─── INPUT MATERIAL

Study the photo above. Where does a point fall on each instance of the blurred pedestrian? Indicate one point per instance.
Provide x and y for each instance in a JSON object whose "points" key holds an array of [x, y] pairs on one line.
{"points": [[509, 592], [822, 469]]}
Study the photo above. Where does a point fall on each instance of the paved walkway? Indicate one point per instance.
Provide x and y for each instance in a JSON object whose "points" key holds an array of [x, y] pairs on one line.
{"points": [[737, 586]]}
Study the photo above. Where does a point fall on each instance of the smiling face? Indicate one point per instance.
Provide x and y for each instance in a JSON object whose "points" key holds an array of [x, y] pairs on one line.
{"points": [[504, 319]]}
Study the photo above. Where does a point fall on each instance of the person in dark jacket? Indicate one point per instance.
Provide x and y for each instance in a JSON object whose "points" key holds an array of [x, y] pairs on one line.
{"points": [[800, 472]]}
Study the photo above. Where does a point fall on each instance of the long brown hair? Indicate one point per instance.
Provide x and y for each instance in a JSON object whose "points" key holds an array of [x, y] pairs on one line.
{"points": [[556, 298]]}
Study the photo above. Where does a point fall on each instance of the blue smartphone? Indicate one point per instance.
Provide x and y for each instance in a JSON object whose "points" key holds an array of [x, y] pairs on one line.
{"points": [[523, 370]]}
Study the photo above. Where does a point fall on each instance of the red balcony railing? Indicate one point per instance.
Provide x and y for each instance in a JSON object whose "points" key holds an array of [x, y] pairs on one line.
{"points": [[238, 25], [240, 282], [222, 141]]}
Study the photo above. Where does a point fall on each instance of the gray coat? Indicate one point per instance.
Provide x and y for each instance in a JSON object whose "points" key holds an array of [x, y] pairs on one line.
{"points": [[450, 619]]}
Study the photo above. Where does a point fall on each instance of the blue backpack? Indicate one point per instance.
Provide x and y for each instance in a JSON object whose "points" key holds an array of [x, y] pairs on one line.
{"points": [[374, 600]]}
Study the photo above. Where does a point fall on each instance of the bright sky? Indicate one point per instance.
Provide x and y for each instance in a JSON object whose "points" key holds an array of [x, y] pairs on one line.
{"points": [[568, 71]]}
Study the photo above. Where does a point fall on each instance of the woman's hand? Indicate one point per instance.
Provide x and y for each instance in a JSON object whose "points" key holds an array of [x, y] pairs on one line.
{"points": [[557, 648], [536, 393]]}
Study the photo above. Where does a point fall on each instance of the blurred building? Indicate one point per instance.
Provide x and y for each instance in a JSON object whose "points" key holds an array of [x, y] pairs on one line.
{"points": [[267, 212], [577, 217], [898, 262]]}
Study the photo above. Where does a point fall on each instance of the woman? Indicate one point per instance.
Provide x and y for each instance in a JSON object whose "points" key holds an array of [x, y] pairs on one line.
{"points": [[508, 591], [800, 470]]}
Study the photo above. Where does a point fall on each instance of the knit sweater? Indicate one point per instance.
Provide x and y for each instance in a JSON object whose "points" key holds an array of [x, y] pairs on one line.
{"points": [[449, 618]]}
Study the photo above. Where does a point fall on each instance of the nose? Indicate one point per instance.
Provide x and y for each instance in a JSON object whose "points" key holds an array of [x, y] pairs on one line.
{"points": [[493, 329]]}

──────

SET TASK:
Retype the data exactly as given.

TASK RESPONSE:
Study the photo above. Where does a point fall on each instance of the blurred pedestrian? Indicate one point per instance.
Provide x and y for each instance in a JSON object whose "points" key holds an array of [x, y] pairs on one line.
{"points": [[509, 592], [822, 469]]}
Study the photo above. Where does a point fall on each instance of the paved walkway? Indicate one point per instance.
Provide x and y for each instance in a JSON object whose "points" key holds an array of [x, y] pairs on one line.
{"points": [[737, 586]]}
Study the photo above. Where does a point fall on each instance of the smiling face? Indicate one point per instance.
Provide x and y for each instance in a JSON object whose "points" key holds an array of [x, y] pairs on one line.
{"points": [[504, 319]]}
Study the photo above. Where does a point fall on each instance of the person in dark jacket? Indicate one point per instance.
Provide x and y for each instance in a JSON object whose "points" key holds an array of [x, y] pairs on one line.
{"points": [[800, 472]]}
Study the photo above. Where does a point fall on each instance of the long brown hair? Indicate one point per instance.
Provide x and y for each instance in a JSON object whose "points" key holds an array of [x, y] pairs on one line.
{"points": [[556, 298]]}
Study the photo above. Where does a point fall on each instance of the blue smartphone? Indicate one point per instance.
Provide x and y for each instance in a JSON object whose "points" key holds an array of [x, y] pairs on one line.
{"points": [[523, 370]]}
Study the photo above. Where does a point fall on each instance of the red balcony railing? Indicate one point per instance.
Provide x and y for each instance in a JSON object whose "points" key holds an array of [x, y] pairs on one line.
{"points": [[238, 25], [240, 282], [222, 141]]}
Study the photo above. Where does a point fall on each instance of the gray coat? Indicate one point per instance.
Provide x and y for each instance in a JSON object whose "points" key holds an array of [x, y] pairs on one line.
{"points": [[450, 619]]}
Study the photo above. Where does a point fall on each instance of the blue backpack? Indicate one point per instance.
Provide x and y for each instance in a JSON object whose "points" key holds an array of [x, y] pairs on one line.
{"points": [[374, 600]]}
Study the photo above. Where does a point fall on each instance of the bright sky? Indicate one point per instance.
Provide x and y for each instance in a JSON object whose "points" key holds an array of [x, y] pairs on one line.
{"points": [[568, 71]]}
Study the photo above. Where does a point fall on each instance of the woman's hand? Indicate one point per instance.
Provide x and y for each instance in a JSON object whose "points" key holds an array of [x, y] pairs on one line.
{"points": [[557, 648], [536, 393]]}
Study the photo above. Where does a point fall on each instance of the blurred building? Indicate one point per instance.
Provide x and y for each instance in a JSON object whose "points" key holds an array of [x, y] pairs on one line.
{"points": [[267, 212], [577, 217], [898, 262]]}
Study the photo above. Where does a point fall on each instance of the woman? Indicate one point per instance.
Provide x and y for each instance in a JSON object whose "points" key holds an array of [x, y] pairs on one line.
{"points": [[508, 591], [800, 470]]}
Study the photo above. Where does a point fall on each instance of the knit sweater? Indicate one point per instance.
Provide x and y for each instance in a JSON object whose "points" key holds an array of [x, y] pairs on one line.
{"points": [[449, 618]]}
Study the photo above. Where does a point fall on each instance of the nose? Indicate one point per instance.
Provide x and y for each instance in a JSON object whose "points" key holds an array of [x, y] pairs on one line.
{"points": [[493, 329]]}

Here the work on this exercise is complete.